By Danny Tyree
Folks, “last one in is a rotten egg” applies to more than swimming pools.
If you share sleeping quarters with a spouse or Significant Other, I urge you to expedite the toothbrushing process, throw on your PJs or nightie with breakneck speed and be the first person under the sheet.
Because the first one in bed apparently has dibs on The Paranormal Pillow.
I call it The Paranormal Pillow because it sounds classier than Memory Foam on Steroids. If one partner stays up late doing chores or checking social media, when they finally drag their weary carcass to bed, the pillow magically stimulates the early-to-bed partner to remember all sorts of Questions That They Should Have Thought of Earlier.
“Did you remember to put out the cat? Did you remember to lower the thermostat? Did you remember to plug my phone into the charger? Did you remember to pay the Visa bill before midnight? Did you remember to leave the flag up on the mailbox at our weekend cottage?”
If you don’t relish abruptly shifting your sleeping accommodations to the doghouse, you’d darned well better also remember the Alamo, the Maine and Pearl Harbor.
And at least try to remember the kind of September when life was slow and oh, so mellow.

### INFORMATION SHOWN
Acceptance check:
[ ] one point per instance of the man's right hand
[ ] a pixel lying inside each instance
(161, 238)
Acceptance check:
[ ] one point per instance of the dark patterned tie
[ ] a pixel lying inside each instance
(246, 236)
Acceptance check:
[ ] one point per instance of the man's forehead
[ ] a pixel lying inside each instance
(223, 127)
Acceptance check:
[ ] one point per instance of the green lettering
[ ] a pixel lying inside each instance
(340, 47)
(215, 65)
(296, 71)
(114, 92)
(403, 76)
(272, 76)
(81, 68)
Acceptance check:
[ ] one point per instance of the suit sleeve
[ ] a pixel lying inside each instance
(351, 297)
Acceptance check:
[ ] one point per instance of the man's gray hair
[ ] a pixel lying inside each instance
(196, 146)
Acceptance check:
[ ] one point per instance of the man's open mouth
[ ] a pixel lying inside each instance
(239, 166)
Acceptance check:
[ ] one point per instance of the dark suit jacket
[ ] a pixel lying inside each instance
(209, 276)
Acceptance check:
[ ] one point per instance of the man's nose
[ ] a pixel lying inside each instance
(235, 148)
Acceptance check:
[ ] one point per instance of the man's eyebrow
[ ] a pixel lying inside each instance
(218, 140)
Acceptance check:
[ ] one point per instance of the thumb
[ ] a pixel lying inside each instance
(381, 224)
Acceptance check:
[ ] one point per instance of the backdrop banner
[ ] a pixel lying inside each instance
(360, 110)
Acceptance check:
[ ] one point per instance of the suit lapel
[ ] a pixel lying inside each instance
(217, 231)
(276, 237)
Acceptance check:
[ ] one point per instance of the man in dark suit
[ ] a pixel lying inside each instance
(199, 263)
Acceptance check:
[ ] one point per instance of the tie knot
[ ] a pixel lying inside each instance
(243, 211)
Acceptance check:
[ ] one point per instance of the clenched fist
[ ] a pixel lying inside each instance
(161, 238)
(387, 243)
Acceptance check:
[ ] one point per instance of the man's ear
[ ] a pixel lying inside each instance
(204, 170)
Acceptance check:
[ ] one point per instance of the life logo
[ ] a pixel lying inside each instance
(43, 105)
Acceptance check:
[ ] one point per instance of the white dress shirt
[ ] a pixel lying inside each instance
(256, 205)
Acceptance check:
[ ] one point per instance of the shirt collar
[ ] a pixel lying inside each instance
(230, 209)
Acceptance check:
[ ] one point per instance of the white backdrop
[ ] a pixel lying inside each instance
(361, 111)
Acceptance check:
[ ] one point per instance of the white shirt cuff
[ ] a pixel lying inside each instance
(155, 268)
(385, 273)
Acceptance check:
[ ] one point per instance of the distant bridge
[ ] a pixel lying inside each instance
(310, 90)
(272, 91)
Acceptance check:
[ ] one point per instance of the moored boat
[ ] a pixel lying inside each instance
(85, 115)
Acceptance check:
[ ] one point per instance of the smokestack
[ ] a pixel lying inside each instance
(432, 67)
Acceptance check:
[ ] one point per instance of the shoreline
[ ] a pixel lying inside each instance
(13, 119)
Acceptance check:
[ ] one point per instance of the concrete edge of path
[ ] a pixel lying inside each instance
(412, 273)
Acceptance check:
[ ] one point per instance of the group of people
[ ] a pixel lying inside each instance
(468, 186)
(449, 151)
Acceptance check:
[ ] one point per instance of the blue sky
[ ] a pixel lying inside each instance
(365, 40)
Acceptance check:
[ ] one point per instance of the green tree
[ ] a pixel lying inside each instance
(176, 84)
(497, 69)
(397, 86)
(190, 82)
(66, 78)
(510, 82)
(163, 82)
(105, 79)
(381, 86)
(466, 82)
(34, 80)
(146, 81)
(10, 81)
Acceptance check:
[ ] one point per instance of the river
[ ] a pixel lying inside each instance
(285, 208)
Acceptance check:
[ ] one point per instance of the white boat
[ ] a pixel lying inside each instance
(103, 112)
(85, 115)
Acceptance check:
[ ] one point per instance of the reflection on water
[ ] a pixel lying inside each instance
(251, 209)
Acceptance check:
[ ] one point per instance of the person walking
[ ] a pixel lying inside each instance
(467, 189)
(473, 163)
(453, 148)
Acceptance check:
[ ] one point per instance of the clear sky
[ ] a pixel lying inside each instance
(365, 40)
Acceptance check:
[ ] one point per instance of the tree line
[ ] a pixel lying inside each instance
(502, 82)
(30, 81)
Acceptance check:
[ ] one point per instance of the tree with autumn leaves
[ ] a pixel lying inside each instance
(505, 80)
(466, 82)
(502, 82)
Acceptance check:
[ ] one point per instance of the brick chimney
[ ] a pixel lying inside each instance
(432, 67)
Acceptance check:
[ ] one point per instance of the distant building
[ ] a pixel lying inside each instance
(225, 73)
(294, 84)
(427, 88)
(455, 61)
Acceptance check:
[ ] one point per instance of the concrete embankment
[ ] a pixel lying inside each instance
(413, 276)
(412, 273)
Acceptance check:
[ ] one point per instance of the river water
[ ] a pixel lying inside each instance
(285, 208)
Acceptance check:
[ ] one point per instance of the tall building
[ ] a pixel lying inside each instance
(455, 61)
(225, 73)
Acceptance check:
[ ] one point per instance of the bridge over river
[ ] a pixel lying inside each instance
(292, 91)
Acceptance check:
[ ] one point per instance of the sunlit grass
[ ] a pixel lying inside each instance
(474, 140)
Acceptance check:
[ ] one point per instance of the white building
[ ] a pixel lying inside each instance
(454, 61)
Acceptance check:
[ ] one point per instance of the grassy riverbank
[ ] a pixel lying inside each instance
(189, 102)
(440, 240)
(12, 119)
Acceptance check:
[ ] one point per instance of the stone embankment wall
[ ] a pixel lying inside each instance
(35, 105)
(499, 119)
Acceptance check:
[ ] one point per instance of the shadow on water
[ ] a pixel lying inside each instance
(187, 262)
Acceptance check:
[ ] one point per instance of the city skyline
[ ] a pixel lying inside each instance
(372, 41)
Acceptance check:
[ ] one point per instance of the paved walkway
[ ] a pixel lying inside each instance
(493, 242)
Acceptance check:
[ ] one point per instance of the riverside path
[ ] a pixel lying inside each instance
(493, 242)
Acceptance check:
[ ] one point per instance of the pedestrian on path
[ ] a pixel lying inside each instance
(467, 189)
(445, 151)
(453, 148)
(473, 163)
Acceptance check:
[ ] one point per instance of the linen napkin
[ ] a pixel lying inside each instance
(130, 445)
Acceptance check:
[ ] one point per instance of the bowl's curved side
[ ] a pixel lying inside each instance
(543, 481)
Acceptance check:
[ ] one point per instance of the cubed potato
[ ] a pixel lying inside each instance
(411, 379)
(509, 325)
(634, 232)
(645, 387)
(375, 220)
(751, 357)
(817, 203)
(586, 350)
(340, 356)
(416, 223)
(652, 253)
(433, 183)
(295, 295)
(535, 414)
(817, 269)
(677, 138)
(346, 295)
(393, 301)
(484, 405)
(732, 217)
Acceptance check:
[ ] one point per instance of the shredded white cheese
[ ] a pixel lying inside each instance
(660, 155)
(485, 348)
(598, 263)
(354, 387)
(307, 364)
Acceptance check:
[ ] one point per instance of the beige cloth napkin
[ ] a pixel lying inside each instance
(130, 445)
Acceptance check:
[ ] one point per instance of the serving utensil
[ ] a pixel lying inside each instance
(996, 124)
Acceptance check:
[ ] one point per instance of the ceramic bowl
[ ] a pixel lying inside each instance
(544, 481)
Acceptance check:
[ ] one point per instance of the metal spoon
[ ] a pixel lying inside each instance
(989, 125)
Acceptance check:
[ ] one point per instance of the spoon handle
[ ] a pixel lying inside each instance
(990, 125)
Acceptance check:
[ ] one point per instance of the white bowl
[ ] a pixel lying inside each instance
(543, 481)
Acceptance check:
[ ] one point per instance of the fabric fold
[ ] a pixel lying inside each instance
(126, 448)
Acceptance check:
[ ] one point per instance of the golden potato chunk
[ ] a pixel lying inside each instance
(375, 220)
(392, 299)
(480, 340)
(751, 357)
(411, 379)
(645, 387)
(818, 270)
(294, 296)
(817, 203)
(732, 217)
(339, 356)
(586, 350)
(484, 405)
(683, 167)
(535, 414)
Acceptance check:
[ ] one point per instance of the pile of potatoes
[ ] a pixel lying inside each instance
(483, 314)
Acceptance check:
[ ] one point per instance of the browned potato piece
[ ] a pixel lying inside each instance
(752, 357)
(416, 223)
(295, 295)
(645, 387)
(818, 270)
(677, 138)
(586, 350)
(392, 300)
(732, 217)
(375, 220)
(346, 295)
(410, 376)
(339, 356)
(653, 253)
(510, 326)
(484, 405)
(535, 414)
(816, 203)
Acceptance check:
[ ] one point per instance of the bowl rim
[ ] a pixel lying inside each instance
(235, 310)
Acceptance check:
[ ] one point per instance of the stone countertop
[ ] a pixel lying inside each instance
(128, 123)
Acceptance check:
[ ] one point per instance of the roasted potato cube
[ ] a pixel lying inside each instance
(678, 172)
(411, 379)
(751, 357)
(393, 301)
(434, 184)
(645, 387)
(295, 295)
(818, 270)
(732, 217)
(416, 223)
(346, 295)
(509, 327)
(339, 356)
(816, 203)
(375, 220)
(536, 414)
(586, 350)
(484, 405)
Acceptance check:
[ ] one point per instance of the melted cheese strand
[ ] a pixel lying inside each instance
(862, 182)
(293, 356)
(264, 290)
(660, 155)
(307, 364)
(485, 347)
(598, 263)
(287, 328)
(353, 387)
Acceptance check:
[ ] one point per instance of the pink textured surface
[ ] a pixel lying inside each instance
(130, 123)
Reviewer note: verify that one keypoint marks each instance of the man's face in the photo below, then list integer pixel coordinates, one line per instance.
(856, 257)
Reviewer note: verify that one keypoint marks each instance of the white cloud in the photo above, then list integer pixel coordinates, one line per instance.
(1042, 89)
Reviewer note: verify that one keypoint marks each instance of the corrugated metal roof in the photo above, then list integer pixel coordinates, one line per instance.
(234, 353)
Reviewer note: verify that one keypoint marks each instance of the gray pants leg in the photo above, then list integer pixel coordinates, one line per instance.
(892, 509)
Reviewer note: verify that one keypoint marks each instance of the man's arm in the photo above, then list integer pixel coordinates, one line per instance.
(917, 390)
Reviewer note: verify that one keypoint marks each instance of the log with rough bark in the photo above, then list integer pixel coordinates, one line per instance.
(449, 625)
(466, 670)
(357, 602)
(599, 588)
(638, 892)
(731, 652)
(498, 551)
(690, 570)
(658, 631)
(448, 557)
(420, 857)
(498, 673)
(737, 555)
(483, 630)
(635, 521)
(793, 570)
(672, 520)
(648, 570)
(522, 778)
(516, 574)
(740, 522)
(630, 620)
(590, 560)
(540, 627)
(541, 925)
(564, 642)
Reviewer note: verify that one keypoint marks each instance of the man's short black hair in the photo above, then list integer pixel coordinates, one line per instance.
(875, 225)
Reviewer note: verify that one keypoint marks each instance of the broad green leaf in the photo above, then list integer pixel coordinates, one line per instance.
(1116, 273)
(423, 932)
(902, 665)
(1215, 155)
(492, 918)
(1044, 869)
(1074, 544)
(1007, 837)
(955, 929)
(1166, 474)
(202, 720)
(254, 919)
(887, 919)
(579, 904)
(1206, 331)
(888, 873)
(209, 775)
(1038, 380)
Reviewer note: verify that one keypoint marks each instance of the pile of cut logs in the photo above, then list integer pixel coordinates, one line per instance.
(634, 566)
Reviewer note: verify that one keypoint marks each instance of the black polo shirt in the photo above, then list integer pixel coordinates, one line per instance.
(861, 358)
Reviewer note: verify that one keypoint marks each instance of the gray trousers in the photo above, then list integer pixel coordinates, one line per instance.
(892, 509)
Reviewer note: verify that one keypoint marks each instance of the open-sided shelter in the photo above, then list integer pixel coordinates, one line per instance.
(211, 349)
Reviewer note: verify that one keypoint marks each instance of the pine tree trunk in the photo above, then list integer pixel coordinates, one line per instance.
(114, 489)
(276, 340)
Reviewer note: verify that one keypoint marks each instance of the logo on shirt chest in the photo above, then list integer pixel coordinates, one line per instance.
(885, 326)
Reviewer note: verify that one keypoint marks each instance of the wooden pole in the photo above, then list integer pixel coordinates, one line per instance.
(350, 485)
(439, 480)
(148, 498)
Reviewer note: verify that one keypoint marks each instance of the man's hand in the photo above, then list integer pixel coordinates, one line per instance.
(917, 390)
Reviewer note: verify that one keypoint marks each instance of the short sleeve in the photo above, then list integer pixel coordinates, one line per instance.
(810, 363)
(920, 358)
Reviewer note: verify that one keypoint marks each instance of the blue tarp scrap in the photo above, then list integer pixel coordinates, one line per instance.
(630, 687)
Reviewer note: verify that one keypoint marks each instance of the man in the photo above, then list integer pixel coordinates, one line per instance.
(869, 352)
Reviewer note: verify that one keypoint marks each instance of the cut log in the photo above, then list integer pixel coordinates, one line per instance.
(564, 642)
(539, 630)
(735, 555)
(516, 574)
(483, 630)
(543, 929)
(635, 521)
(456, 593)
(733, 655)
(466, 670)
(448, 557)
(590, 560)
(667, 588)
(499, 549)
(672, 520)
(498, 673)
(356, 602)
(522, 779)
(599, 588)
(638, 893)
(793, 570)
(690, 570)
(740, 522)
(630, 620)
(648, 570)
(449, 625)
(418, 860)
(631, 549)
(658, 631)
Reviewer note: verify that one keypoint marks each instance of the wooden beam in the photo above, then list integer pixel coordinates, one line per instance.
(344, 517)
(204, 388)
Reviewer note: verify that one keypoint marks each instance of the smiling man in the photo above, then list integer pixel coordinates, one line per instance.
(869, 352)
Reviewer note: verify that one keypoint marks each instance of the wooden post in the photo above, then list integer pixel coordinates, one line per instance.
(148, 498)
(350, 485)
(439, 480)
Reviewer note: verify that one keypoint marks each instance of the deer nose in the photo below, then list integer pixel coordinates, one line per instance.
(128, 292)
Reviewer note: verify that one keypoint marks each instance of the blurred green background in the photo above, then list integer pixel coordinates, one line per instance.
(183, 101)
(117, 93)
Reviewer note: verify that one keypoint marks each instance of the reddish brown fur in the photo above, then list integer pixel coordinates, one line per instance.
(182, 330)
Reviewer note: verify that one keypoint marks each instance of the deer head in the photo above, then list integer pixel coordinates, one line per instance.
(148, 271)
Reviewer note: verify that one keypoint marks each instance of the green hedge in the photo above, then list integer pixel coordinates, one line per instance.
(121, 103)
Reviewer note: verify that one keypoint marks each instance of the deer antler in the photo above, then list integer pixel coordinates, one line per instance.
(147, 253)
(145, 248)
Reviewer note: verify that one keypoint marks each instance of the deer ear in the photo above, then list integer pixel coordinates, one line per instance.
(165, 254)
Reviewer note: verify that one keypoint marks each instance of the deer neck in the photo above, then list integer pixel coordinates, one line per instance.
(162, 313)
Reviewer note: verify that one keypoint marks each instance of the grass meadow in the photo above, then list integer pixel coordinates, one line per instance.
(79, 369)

### WORK ORDER A
Do the following statements agree with the column? (i) The writer prefers the name The Paranormal Pillow because it sounds classier than Memory Foam on Steroids. (ii) The first one in bed apparently has dibs on the pillow. (iii) The pillow makes the partner who comes to bed late remember questions. For each one, answer yes or no and quote the words of the column that decide it.
### WORK ORDER B
Reproduce the stretch of the column from "I call it The" through "and Pearl Harbor." without any change.

### EXERCISE RESPONSE A
(i) Yes: "I call it The Paranormal Pillow because it sounds classier than Memory Foam on Steroids."
(ii) Yes: "Because the first one in bed apparently has dibs on The Paranormal Pillow."
(iii) No: "the pillow magically stimulates the early-to-bed partner to remember all sorts of Questions That They Should Have Thought of Earlier."

### EXERCISE RESPONSE B
I call it The Paranormal Pillow because it sounds classier than Memory Foam on Steroids. If one partner stays up late doing chores or checking social media, when they finally drag their weary carcass to bed, the pillow magically stimulates the early-to-bed partner to remember all sorts of Questions That They Should Have Thought of Earlier.
“Did you remember to put out the cat? Did you remember to lower the thermostat? Did you remember to plug my phone into the charger? Did you remember to pay the Visa bill before midnight? Did you remember to leave the flag up on the mailbox at our weekend cottage?”
If you don’t relish abruptly shifting your sleeping accommodations to the doghouse, you’d darned well better also remember the Alamo, the Maine and Pearl Harbor.